Task requirements:
a. Summarize the question about __getattr__ and indexing below in two sentences.
b. Reproduce the __getattr__ question below word for word, starting with "# Passes all" and going on through "return getattr(self._arr,attr)".

My question:
It seems that __getattr__ is not called for indexing operations, ie I can't use __getattr__ on a class A to provide A[...].  Is there a reason for this? Or a way to get around it so that __getattr__  can provide that functionality without having to explicitly define __getitem__, __setitem__, etc on A?
Minimal Example:
Let's say I define two nearly identical classes, Explicit and Implicit.  Each creates a little list self._arr on initiation, and each defines a __getattr__ that just passes all attribute requests to self._arr.  The only difference is that Explicit also defines __getitem__ (by just passing it on to self._arr).
# Passes all attribute requests on to a list it contains
class Explicit():
   def __init__(self):
        self._arr=[1,2,3,4]
    def __getattr__(self,attr):
        print('called __getattr_')
        return getattr(self._arr,attr)

Listing:
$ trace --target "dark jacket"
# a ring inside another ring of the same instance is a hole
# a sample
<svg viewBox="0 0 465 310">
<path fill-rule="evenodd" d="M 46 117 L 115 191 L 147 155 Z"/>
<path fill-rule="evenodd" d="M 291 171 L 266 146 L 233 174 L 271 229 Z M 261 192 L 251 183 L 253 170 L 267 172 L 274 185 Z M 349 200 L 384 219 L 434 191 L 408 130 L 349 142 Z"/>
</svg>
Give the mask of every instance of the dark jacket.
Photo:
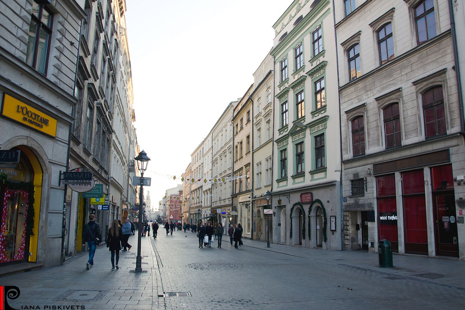
<svg viewBox="0 0 465 310">
<path fill-rule="evenodd" d="M 207 236 L 211 236 L 213 235 L 213 227 L 211 226 L 206 226 L 205 227 L 205 233 L 206 234 Z"/>
<path fill-rule="evenodd" d="M 240 228 L 235 228 L 234 230 L 233 237 L 234 241 L 239 241 L 242 237 L 242 231 Z"/>
<path fill-rule="evenodd" d="M 93 234 L 90 233 L 92 231 Z M 102 242 L 102 233 L 100 231 L 100 225 L 99 223 L 96 223 L 95 221 L 90 221 L 89 223 L 86 224 L 84 226 L 84 231 L 82 232 L 82 244 L 84 244 L 88 241 L 93 241 L 95 240 L 94 237 L 98 238 L 100 240 L 97 244 Z"/>
<path fill-rule="evenodd" d="M 121 250 L 121 244 L 123 244 L 123 231 L 121 228 L 118 227 L 118 237 L 113 237 L 113 231 L 112 229 L 108 230 L 108 236 L 106 237 L 106 246 L 109 248 L 110 251 L 120 251 Z"/>
<path fill-rule="evenodd" d="M 203 239 L 204 237 L 205 237 L 205 226 L 199 226 L 197 230 L 199 231 L 199 237 Z"/>
</svg>

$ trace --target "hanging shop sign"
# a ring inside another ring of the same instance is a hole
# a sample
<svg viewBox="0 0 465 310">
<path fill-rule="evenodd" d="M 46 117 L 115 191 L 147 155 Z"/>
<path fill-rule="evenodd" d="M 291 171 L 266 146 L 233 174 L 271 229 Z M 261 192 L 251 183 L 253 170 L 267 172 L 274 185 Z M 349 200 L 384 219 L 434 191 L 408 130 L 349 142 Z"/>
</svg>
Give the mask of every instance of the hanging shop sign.
<svg viewBox="0 0 465 310">
<path fill-rule="evenodd" d="M 95 184 L 92 189 L 81 194 L 83 198 L 98 198 L 103 193 L 103 185 Z"/>
<path fill-rule="evenodd" d="M 6 93 L 3 94 L 1 115 L 53 138 L 56 137 L 56 119 Z"/>
<path fill-rule="evenodd" d="M 310 204 L 313 201 L 313 195 L 311 191 L 300 194 L 300 202 L 302 204 Z"/>
</svg>

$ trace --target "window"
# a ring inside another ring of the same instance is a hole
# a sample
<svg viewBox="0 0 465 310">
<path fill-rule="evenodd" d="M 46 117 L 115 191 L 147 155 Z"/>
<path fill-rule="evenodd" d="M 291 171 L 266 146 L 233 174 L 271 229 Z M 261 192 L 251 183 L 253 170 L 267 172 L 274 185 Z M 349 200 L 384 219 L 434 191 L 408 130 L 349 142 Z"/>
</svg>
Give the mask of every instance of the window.
<svg viewBox="0 0 465 310">
<path fill-rule="evenodd" d="M 297 71 L 304 65 L 304 52 L 302 43 L 294 49 L 294 52 L 295 55 L 295 71 Z"/>
<path fill-rule="evenodd" d="M 350 14 L 355 9 L 355 0 L 344 0 L 344 10 L 345 16 Z"/>
<path fill-rule="evenodd" d="M 446 133 L 445 113 L 442 86 L 436 86 L 422 95 L 425 136 L 432 137 Z"/>
<path fill-rule="evenodd" d="M 287 78 L 287 57 L 281 61 L 281 81 Z"/>
<path fill-rule="evenodd" d="M 287 101 L 281 104 L 281 125 L 282 126 L 287 125 L 288 121 L 287 113 Z"/>
<path fill-rule="evenodd" d="M 315 83 L 315 104 L 316 109 L 326 105 L 325 96 L 325 79 L 321 79 Z"/>
<path fill-rule="evenodd" d="M 378 39 L 379 64 L 382 65 L 394 58 L 394 39 L 392 38 L 392 24 L 386 24 L 378 30 Z"/>
<path fill-rule="evenodd" d="M 352 147 L 354 156 L 365 153 L 365 131 L 363 117 L 352 121 Z"/>
<path fill-rule="evenodd" d="M 417 42 L 421 44 L 436 36 L 433 0 L 423 0 L 415 7 Z"/>
<path fill-rule="evenodd" d="M 46 75 L 52 36 L 53 15 L 43 4 L 33 2 L 26 50 L 26 63 L 39 73 Z"/>
<path fill-rule="evenodd" d="M 304 172 L 305 165 L 304 163 L 304 143 L 300 142 L 295 145 L 296 173 Z"/>
<path fill-rule="evenodd" d="M 365 180 L 364 178 L 356 178 L 350 182 L 352 189 L 352 197 L 365 196 Z"/>
<path fill-rule="evenodd" d="M 268 119 L 265 123 L 266 127 L 266 140 L 268 141 L 271 139 L 271 121 Z"/>
<path fill-rule="evenodd" d="M 265 185 L 266 186 L 271 184 L 271 156 L 265 160 Z"/>
<path fill-rule="evenodd" d="M 321 26 L 313 33 L 313 56 L 316 56 L 323 51 L 323 38 L 321 36 Z"/>
<path fill-rule="evenodd" d="M 325 160 L 325 134 L 315 137 L 315 168 L 326 165 Z"/>
<path fill-rule="evenodd" d="M 259 146 L 261 145 L 261 129 L 257 129 L 257 146 Z"/>
<path fill-rule="evenodd" d="M 296 107 L 297 111 L 297 119 L 305 115 L 305 106 L 304 105 L 304 91 L 302 91 L 295 95 Z"/>
<path fill-rule="evenodd" d="M 287 176 L 287 149 L 281 150 L 280 153 L 281 161 L 281 177 Z"/>
<path fill-rule="evenodd" d="M 349 77 L 350 80 L 360 77 L 362 73 L 360 70 L 360 51 L 357 43 L 349 49 L 347 52 L 349 62 Z"/>
<path fill-rule="evenodd" d="M 86 119 L 87 126 L 86 127 L 86 140 L 84 146 L 90 150 L 92 142 L 92 126 L 93 123 L 93 109 L 90 105 L 87 106 L 87 115 Z"/>
<path fill-rule="evenodd" d="M 255 188 L 261 187 L 261 162 L 257 164 L 257 178 L 255 181 L 257 183 Z"/>
<path fill-rule="evenodd" d="M 401 142 L 399 104 L 393 103 L 387 106 L 383 110 L 383 114 L 386 147 L 400 145 Z"/>
</svg>

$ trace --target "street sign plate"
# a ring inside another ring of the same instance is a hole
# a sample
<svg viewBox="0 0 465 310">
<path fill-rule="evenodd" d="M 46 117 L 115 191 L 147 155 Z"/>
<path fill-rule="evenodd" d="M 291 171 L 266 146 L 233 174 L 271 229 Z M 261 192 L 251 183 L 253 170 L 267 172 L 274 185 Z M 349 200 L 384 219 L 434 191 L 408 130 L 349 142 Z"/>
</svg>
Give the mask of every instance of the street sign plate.
<svg viewBox="0 0 465 310">
<path fill-rule="evenodd" d="M 150 184 L 152 183 L 152 178 L 144 178 L 143 180 L 143 185 L 144 186 L 150 186 Z M 133 179 L 133 185 L 136 186 L 138 185 L 140 185 L 140 177 L 134 177 Z"/>
</svg>

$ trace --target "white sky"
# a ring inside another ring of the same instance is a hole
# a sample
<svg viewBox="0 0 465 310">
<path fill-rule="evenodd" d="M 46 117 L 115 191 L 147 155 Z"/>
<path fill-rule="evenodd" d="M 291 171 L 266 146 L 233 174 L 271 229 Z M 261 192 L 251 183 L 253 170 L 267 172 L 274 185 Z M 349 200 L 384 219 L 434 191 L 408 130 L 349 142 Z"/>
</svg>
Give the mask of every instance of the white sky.
<svg viewBox="0 0 465 310">
<path fill-rule="evenodd" d="M 137 138 L 151 160 L 152 205 L 273 45 L 273 24 L 292 0 L 126 0 Z"/>
</svg>

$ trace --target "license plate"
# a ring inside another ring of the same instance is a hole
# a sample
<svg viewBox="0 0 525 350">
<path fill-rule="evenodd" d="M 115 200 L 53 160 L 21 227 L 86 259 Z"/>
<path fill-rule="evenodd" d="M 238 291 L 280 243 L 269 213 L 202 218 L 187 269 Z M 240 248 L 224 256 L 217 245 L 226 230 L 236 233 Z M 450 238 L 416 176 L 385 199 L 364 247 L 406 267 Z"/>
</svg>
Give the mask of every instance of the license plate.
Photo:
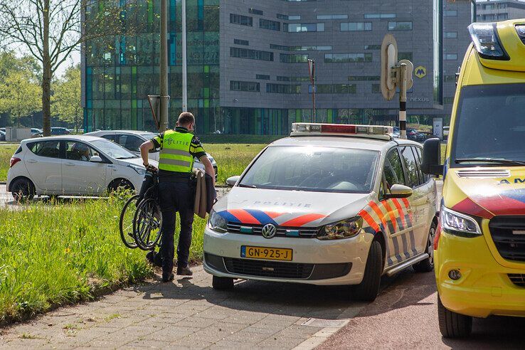
<svg viewBox="0 0 525 350">
<path fill-rule="evenodd" d="M 270 260 L 292 261 L 292 249 L 270 248 L 266 247 L 240 247 L 240 258 L 248 259 L 266 259 Z"/>
</svg>

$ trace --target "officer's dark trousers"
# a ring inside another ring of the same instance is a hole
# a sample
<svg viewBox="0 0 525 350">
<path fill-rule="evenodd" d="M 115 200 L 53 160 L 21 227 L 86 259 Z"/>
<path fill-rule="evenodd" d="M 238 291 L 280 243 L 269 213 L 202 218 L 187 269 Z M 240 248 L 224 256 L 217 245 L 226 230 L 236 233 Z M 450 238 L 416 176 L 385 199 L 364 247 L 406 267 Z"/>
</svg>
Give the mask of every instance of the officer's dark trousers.
<svg viewBox="0 0 525 350">
<path fill-rule="evenodd" d="M 191 245 L 191 231 L 193 223 L 193 203 L 195 193 L 189 182 L 161 182 L 159 184 L 160 206 L 162 211 L 162 243 L 160 253 L 162 255 L 162 275 L 167 277 L 173 271 L 175 247 L 175 214 L 181 217 L 181 233 L 177 246 L 177 266 L 188 266 L 189 248 Z"/>
</svg>

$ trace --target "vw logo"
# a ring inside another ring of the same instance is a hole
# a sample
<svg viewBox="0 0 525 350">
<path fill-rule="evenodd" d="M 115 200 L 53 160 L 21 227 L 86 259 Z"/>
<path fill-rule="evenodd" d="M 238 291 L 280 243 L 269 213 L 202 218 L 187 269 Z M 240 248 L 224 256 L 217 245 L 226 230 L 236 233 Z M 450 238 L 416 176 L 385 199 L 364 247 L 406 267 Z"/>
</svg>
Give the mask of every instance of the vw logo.
<svg viewBox="0 0 525 350">
<path fill-rule="evenodd" d="M 265 226 L 262 228 L 262 237 L 264 237 L 265 238 L 271 238 L 272 237 L 275 235 L 276 232 L 277 228 L 275 228 L 275 226 L 274 226 L 271 223 L 265 225 Z"/>
</svg>

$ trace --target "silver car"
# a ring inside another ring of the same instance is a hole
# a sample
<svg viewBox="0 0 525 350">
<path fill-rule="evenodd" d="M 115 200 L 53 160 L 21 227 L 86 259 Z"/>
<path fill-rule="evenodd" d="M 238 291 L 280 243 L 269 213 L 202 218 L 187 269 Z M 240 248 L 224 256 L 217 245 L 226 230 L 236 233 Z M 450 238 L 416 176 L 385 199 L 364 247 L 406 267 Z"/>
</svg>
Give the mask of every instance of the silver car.
<svg viewBox="0 0 525 350">
<path fill-rule="evenodd" d="M 155 137 L 158 134 L 137 130 L 100 130 L 88 132 L 85 134 L 104 137 L 105 139 L 107 139 L 120 144 L 132 153 L 140 154 L 140 149 L 139 149 L 140 145 L 145 141 L 149 141 Z M 149 158 L 159 161 L 159 152 L 158 151 L 153 152 L 149 154 Z M 213 169 L 215 170 L 215 178 L 216 179 L 217 163 L 209 153 L 206 153 L 206 155 L 210 159 L 210 161 L 211 161 L 211 165 L 213 166 Z M 204 170 L 204 165 L 196 158 L 195 159 L 193 166 L 203 171 Z"/>
</svg>

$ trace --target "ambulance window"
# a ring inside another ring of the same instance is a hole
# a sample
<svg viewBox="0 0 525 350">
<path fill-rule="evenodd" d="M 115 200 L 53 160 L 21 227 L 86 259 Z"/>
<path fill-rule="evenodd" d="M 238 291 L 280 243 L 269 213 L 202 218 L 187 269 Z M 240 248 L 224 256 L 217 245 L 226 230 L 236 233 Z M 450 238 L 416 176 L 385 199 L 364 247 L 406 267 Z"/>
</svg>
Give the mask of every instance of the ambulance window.
<svg viewBox="0 0 525 350">
<path fill-rule="evenodd" d="M 419 186 L 419 176 L 418 176 L 418 165 L 415 157 L 412 152 L 412 147 L 405 146 L 401 147 L 399 149 L 403 156 L 403 160 L 405 163 L 405 169 L 406 169 L 406 186 L 409 187 L 417 187 Z"/>
<path fill-rule="evenodd" d="M 401 159 L 399 158 L 398 149 L 391 149 L 385 159 L 385 179 L 388 189 L 392 185 L 405 184 L 405 176 L 403 173 Z"/>
</svg>

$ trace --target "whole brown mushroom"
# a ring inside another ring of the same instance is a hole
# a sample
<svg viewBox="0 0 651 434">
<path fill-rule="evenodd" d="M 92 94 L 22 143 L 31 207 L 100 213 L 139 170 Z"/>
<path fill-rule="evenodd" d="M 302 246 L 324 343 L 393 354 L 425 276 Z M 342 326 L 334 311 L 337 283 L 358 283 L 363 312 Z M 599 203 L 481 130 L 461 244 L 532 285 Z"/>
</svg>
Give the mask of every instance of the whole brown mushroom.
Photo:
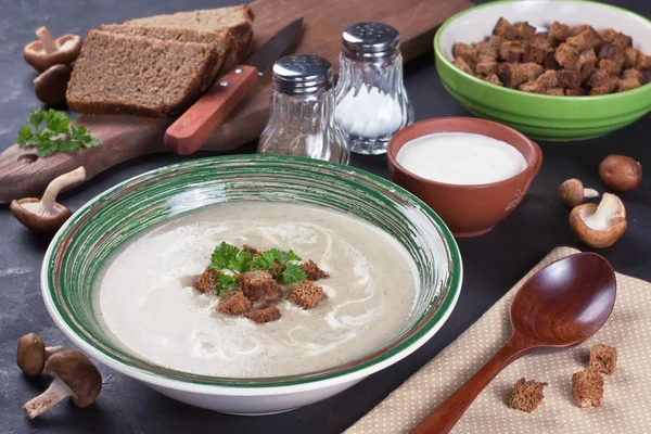
<svg viewBox="0 0 651 434">
<path fill-rule="evenodd" d="M 27 228 L 39 233 L 51 233 L 61 228 L 73 213 L 56 202 L 56 195 L 66 187 L 86 179 L 84 166 L 54 178 L 39 201 L 36 197 L 24 197 L 11 201 L 9 208 Z"/>
<path fill-rule="evenodd" d="M 36 98 L 48 105 L 65 104 L 65 92 L 71 80 L 71 68 L 66 65 L 50 66 L 34 79 Z"/>
<path fill-rule="evenodd" d="M 53 354 L 63 350 L 61 345 L 46 347 L 41 336 L 36 333 L 27 333 L 18 340 L 16 365 L 25 374 L 38 376 L 43 371 L 46 360 Z"/>
<path fill-rule="evenodd" d="M 576 178 L 567 179 L 559 187 L 559 196 L 565 205 L 574 208 L 576 205 L 580 205 L 584 199 L 598 197 L 599 192 L 592 189 L 584 188 L 582 181 Z"/>
<path fill-rule="evenodd" d="M 79 56 L 81 38 L 77 35 L 54 39 L 46 27 L 39 27 L 36 36 L 38 40 L 25 46 L 23 58 L 39 73 L 54 65 L 69 65 Z"/>
<path fill-rule="evenodd" d="M 613 191 L 633 191 L 642 182 L 642 165 L 629 156 L 609 155 L 599 165 L 599 178 Z"/>
<path fill-rule="evenodd" d="M 23 411 L 34 419 L 69 397 L 77 407 L 88 407 L 102 391 L 102 374 L 82 353 L 64 350 L 52 355 L 46 371 L 54 376 L 46 392 L 25 403 Z"/>
<path fill-rule="evenodd" d="M 603 193 L 599 205 L 578 205 L 570 213 L 570 228 L 592 248 L 610 247 L 626 232 L 626 208 L 614 194 Z"/>
</svg>

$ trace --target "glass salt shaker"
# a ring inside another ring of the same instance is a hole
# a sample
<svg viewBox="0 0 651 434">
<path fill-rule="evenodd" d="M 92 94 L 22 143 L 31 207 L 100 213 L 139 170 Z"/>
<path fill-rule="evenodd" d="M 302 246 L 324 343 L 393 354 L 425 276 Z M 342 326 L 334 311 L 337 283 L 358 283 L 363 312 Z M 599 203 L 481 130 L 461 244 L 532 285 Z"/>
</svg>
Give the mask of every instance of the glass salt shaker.
<svg viewBox="0 0 651 434">
<path fill-rule="evenodd" d="M 336 119 L 352 152 L 383 154 L 391 137 L 413 123 L 398 40 L 383 23 L 353 24 L 342 35 Z"/>
<path fill-rule="evenodd" d="M 289 55 L 273 64 L 271 82 L 271 115 L 258 152 L 348 164 L 346 137 L 334 118 L 331 63 L 318 55 Z"/>
</svg>

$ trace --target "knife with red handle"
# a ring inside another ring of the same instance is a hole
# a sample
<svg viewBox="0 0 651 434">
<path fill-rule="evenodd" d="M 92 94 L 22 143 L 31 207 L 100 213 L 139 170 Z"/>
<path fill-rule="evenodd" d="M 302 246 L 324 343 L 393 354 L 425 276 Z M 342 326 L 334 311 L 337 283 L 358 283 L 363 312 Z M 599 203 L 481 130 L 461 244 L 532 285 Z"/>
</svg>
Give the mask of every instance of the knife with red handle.
<svg viewBox="0 0 651 434">
<path fill-rule="evenodd" d="M 177 154 L 199 150 L 213 130 L 253 89 L 258 77 L 280 59 L 301 35 L 303 18 L 285 26 L 254 52 L 246 64 L 221 76 L 186 113 L 165 131 L 165 148 Z"/>
</svg>

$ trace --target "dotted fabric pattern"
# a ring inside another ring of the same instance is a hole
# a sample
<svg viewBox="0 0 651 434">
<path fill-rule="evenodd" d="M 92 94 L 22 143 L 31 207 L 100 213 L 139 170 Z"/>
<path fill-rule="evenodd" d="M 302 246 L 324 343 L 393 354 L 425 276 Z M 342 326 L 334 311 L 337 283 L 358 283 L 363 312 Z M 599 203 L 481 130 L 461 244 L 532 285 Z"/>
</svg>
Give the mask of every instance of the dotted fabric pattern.
<svg viewBox="0 0 651 434">
<path fill-rule="evenodd" d="M 470 379 L 509 340 L 509 307 L 521 284 L 546 265 L 577 253 L 558 247 L 497 302 L 457 341 L 407 380 L 348 434 L 408 433 Z M 452 433 L 651 433 L 651 283 L 617 273 L 615 307 L 586 343 L 554 353 L 524 356 L 498 374 L 471 405 Z M 600 408 L 578 408 L 572 374 L 589 365 L 596 343 L 617 348 L 617 367 L 603 375 Z M 549 383 L 533 412 L 509 408 L 520 378 Z"/>
</svg>

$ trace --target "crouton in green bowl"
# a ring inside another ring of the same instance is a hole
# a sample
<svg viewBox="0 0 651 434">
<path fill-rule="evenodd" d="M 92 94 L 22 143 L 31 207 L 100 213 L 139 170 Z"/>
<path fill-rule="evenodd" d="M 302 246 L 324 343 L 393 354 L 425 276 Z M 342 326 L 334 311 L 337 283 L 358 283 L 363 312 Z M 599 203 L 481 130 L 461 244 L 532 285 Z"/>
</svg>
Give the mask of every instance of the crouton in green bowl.
<svg viewBox="0 0 651 434">
<path fill-rule="evenodd" d="M 534 139 L 593 138 L 651 111 L 651 22 L 624 9 L 492 2 L 448 20 L 434 52 L 444 87 L 465 108 Z"/>
</svg>

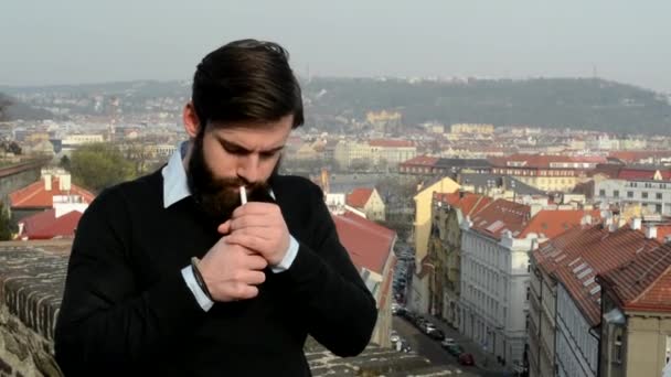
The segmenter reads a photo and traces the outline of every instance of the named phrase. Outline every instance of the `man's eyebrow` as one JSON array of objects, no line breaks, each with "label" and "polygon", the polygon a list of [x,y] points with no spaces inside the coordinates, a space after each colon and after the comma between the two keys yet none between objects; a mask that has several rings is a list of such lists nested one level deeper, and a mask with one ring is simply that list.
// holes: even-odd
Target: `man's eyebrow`
[{"label": "man's eyebrow", "polygon": [[[224,147],[226,149],[232,149],[232,150],[235,150],[241,153],[252,153],[253,152],[253,151],[248,150],[246,147],[243,147],[234,141],[230,141],[230,140],[226,140],[223,138],[217,138],[217,140],[222,144],[222,147]],[[260,151],[260,153],[275,153],[275,152],[279,152],[283,149],[285,149],[285,146],[279,146],[279,147],[271,148],[269,150]]]}]

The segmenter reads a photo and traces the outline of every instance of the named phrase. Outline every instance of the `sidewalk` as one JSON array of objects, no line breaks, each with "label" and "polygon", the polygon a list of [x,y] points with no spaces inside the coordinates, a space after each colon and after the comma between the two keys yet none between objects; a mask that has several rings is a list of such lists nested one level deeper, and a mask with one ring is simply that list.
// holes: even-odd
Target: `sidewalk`
[{"label": "sidewalk", "polygon": [[486,353],[482,346],[466,337],[459,333],[459,330],[452,328],[447,322],[430,315],[423,314],[425,319],[433,322],[436,327],[445,333],[445,337],[451,337],[455,342],[464,348],[464,352],[473,355],[476,359],[476,366],[484,371],[504,374],[508,373],[510,376],[514,376],[512,369],[509,369],[501,364],[497,363],[497,357],[492,354]]}]

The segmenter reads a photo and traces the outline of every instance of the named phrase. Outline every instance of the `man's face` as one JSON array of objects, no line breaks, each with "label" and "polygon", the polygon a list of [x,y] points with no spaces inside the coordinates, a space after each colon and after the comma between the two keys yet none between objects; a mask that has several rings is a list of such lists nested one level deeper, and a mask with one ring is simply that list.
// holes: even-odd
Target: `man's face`
[{"label": "man's face", "polygon": [[[267,181],[279,163],[292,117],[275,122],[207,125],[193,140],[189,188],[201,209],[223,223],[239,206],[239,186],[249,200],[267,197]],[[224,127],[221,127],[224,126]]]}]

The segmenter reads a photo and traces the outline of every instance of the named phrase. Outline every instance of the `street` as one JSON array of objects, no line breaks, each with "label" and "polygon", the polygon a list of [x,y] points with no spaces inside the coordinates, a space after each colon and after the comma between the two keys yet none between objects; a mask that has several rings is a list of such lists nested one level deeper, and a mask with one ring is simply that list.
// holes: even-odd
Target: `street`
[{"label": "street", "polygon": [[[443,330],[441,326],[439,327]],[[455,356],[450,355],[447,351],[440,347],[440,342],[432,340],[430,337],[422,333],[412,323],[401,316],[394,316],[393,328],[396,330],[396,332],[402,338],[409,343],[413,352],[416,352],[417,354],[428,358],[435,365],[445,365],[446,367],[449,367],[455,371],[464,370],[473,375],[486,377],[512,376],[510,373],[483,370],[478,366],[459,365]],[[447,337],[451,337],[450,335],[452,334],[446,332]]]}]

Results of the exercise:
a. It seems that __getattr__ is not called for indexing operations, so it can't be used on a class A to provide A[...], and the question asks why, or how to get around this without explicitly defining __getitem__, __setitem__, and so on. A minimal example defines two nearly identical classes, Explicit and Implicit, each of which creates a small list self._arr and uses __getattr__ to pass all attribute requests to it; the only difference is that Explicit also defines __getitem__ by passing it on to self._arr.

b.
# Passes all attribute requests on to a list it contains
class Explicit():
   def __init__(self):
        self._arr=[1,2,3,4]
    def __getattr__(self,attr):
        print('called __getattr_')
        return getattr(self._arr,attr)